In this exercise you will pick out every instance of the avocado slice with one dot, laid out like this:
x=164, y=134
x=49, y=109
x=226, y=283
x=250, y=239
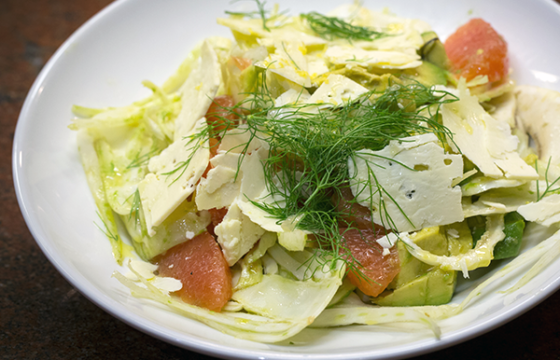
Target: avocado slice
x=514, y=225
x=420, y=284
x=433, y=288
x=427, y=74
x=433, y=51
x=429, y=239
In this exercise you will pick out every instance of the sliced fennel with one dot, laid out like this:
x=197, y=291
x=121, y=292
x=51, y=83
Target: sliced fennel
x=352, y=311
x=480, y=256
x=284, y=307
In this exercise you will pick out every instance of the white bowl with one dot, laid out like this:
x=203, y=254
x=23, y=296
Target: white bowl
x=103, y=63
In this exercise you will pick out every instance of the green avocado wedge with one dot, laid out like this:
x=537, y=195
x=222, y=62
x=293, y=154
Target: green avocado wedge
x=420, y=284
x=514, y=225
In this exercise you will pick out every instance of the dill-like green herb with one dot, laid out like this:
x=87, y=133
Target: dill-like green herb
x=310, y=146
x=135, y=207
x=261, y=12
x=549, y=186
x=331, y=28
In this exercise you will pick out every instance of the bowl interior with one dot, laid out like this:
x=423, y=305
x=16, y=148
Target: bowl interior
x=103, y=64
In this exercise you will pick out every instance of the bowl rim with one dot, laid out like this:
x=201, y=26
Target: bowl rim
x=207, y=347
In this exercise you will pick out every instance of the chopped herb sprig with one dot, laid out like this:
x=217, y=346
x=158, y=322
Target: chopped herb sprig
x=331, y=28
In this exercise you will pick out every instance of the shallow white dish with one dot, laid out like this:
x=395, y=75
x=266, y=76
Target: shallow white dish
x=103, y=64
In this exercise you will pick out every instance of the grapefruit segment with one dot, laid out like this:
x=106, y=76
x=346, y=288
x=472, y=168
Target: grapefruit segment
x=377, y=270
x=202, y=269
x=477, y=49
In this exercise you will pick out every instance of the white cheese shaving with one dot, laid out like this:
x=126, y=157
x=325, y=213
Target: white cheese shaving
x=160, y=192
x=545, y=212
x=538, y=113
x=237, y=234
x=425, y=195
x=388, y=241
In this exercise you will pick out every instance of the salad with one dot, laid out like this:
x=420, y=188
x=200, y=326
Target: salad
x=325, y=170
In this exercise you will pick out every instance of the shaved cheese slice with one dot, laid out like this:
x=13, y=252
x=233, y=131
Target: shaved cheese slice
x=480, y=256
x=545, y=212
x=337, y=90
x=488, y=143
x=222, y=184
x=538, y=112
x=348, y=55
x=198, y=91
x=505, y=108
x=162, y=191
x=237, y=234
x=421, y=188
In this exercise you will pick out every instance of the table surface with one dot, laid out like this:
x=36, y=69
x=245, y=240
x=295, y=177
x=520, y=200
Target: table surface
x=43, y=317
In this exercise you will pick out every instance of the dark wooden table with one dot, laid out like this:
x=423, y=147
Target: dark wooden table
x=43, y=317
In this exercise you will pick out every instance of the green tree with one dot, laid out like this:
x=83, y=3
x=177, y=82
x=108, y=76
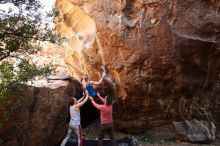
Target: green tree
x=21, y=30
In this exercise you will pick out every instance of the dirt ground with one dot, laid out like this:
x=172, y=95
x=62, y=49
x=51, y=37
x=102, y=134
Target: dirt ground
x=90, y=132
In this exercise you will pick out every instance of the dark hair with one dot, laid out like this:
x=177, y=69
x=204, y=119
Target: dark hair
x=71, y=100
x=108, y=101
x=86, y=78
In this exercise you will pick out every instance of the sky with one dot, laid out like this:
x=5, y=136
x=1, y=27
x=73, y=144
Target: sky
x=46, y=4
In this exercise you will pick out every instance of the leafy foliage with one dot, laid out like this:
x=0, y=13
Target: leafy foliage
x=20, y=33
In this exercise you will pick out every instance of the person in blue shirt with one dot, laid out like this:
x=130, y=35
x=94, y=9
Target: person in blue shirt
x=88, y=85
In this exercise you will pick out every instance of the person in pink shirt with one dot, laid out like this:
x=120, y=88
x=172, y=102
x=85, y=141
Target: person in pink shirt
x=105, y=119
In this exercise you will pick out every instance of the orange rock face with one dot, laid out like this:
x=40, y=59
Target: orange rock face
x=162, y=57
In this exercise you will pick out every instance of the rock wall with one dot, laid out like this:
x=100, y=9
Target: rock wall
x=162, y=55
x=38, y=115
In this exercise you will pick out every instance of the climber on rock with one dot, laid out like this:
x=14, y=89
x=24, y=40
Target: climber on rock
x=74, y=124
x=105, y=119
x=88, y=85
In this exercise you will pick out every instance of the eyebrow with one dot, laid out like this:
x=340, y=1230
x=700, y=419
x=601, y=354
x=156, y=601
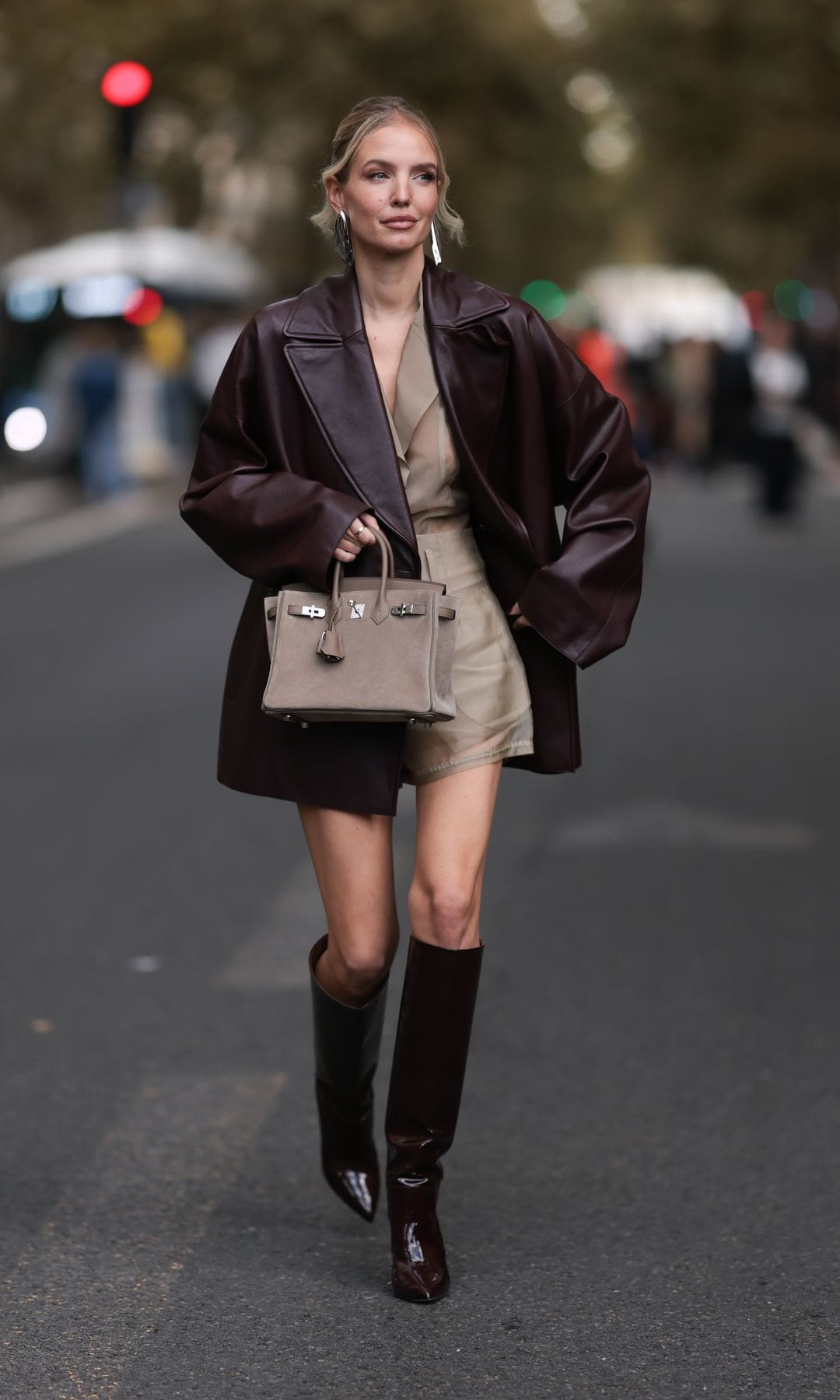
======
**Stated problem:** Write out the stretch from the start of the rows through the line containing "x=103, y=63", substituting "a single dot" for "one dot" and keeping everything else the same. Omit the pictures.

**Completed exercise:**
In this exercise you will pick out every instance of the avocado slice with a single dot, laid out like this:
x=164, y=134
x=49, y=109
x=226, y=283
x=250, y=239
Target: avocado slice
x=514, y=225
x=420, y=284
x=433, y=288
x=427, y=74
x=433, y=51
x=429, y=239
In this exercise you will pick out every instance of the sliced fennel with a single dot, laid out like this:
x=197, y=291
x=121, y=292
x=51, y=83
Target: sliced fennel
x=352, y=311
x=480, y=256
x=284, y=307
In this exercise you will pick out every instance of the white bowl with a single dot, laid out like this:
x=203, y=254
x=23, y=296
Target: white bowl
x=103, y=63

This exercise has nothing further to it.